*Tasks for this exercise*.
**a.** In the passage on the body mass index, what was the BMI originally called?
**b.** Go on with the passage on the body mass index, starting after its final sentence.

*Reading passage*.
▬▬▬▬▬▬
A January 2025 article in the medical journal The Lancet states (Rubino et al. 2025)

Current BMI-based measures of obesity can both underestimate and overestimate adiposity and provide inadequate information about health at the individual level, which undermines medically-sound approaches to health care and policy.

Based on this article, Business Insider went a step further, calling BMI bogus. Having “obesity” according to the BMI scale does not mean a person is unhealthy. In fact, BMI does not tell you anything about the health of a person.

Figure 30.4: Dwayne “The Rock” Johnson has a BMI of 34.3, which is classified as obese.

Origin of BMI

It is worthwhile to examine how BMI came about. The comment above about the increasing height of people suggests that BMI was developed some time ago. Indeed. It was invented for an entirely different reason, to describe a population average man in Western Europe in the 19th century.

To make this connection we need to introduce Adolphe Quetelet (1796–1847), who invented the BMI to quantify a population according to the weight of its persons. It was initially called the Quetelet index. Quetelet was a Belgian astronomer, statistician, and mathematician—not a medical professional. He studied the distribution of physical attributes in populations of French and Scottish people. Quetelet determined that the normal, the most representative value of an attribute, is its average. Prior to Quetelet, the idea of “norm” and “normality” was associated with carpentry and construction. The carpenter square is also called the norm and in normal construction everything is at right angles. The classical notion of ideal as an unattainable beauty up to this time was reflected in great works of art.
▬▬▬▬▬▬
*Dataset*.
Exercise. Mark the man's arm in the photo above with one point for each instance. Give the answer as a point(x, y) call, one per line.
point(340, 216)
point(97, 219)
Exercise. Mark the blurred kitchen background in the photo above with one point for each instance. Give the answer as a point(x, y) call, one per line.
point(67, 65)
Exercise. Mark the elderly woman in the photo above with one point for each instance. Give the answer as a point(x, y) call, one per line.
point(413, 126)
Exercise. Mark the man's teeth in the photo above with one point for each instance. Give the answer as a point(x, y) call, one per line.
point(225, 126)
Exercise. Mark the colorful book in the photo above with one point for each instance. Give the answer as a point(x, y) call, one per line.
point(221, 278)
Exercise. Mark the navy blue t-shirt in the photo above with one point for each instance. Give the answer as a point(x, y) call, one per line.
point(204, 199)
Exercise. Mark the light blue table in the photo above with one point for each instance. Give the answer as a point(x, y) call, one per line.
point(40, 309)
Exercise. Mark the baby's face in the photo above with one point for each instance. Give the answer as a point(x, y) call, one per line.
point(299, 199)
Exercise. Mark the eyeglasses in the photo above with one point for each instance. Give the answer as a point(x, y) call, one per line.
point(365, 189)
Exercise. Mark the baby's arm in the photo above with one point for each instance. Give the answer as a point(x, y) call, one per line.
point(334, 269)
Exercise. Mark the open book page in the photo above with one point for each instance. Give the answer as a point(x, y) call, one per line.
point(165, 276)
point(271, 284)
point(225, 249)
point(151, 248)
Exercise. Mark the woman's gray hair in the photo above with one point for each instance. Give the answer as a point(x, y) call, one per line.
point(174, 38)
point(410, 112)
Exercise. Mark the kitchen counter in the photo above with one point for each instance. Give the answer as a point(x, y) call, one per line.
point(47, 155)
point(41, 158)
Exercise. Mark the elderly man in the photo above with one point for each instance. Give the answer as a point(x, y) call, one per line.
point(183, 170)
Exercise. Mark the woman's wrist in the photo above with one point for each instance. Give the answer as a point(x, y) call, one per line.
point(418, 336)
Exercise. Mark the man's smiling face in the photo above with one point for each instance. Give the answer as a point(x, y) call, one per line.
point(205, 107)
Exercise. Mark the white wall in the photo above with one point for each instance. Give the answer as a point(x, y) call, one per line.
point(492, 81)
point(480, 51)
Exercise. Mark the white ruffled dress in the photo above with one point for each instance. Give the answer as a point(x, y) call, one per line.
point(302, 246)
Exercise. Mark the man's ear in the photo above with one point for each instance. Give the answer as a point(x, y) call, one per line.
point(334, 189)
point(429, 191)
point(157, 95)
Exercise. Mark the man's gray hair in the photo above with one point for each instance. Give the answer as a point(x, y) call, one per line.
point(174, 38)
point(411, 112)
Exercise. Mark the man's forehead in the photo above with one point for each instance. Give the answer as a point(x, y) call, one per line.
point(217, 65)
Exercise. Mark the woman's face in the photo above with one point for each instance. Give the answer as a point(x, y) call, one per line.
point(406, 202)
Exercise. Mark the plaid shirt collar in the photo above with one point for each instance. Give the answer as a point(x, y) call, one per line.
▬▬▬▬▬▬
*Exercise answers*.
**a.** The Quetelet index.

**b.**
Quetelet focused on the middle of the distribution as the “new normal” and saw l’homme moyen, the average man, as the ideal (Grue and Heiberg 2006).

There is no association with health, and there is no association with the individual. The BMI as developed by Quetelet was supposed to describe the average in a population, not obesity of the individual. The population it was intended to describe is French and Scottish of the 19th century. Leaping from that application and that data to near universal measure of obesity since the 1970s is quite the stretch.

Surrogation

Surrogation occurs when people or organizations substitute a metric for the underlying concept or goal that the metric is intended to represent. Instead of treating the metric as a proxy or tool to measure progress, they treat it as the ultimate goal itself. The metric has become the goal. Surrogates are good. Surrogation is bad.

When standardized test scores are a surrogate for student achievement, surrogation means to focus on driving up the test scores rather than focusing on driving actual student achievement.

Someone can obsess over BMI (body mass index), trying to improve their BMI but not getting any healthier. Well, we now know why.

Surrogation of net promoter scores occurs when companies focus on driving up NPS by only asking customers that repeatedly buy their product. The goal is to increase customer satisfaction and loyalty, the NPS should increase as a result. Surrogation focuses on the NPS, not the actual customer satisfaction. The first mistake in surrogation is to assume that the surrogate is exactly what it is a proxy for. To assume that the net promoter score is a proxy for customer satisfaction it is not customer satisfaction.

Sales people are often incentivized on number of deals or deal volume (revenue). The underlying goal is to drive success for the company. Surrogation can lead to closing of deals that are bad for the company (losing money on the deal) but work in favor of the sales person’s metric to hit a revenue target.


When metrics are tied to performance evaluation, resource assignment, advancement, surrogation is common. It leads to distorted priorities and bad behavior (gaming the system): people try to meet the metric without achieving the underlying goal.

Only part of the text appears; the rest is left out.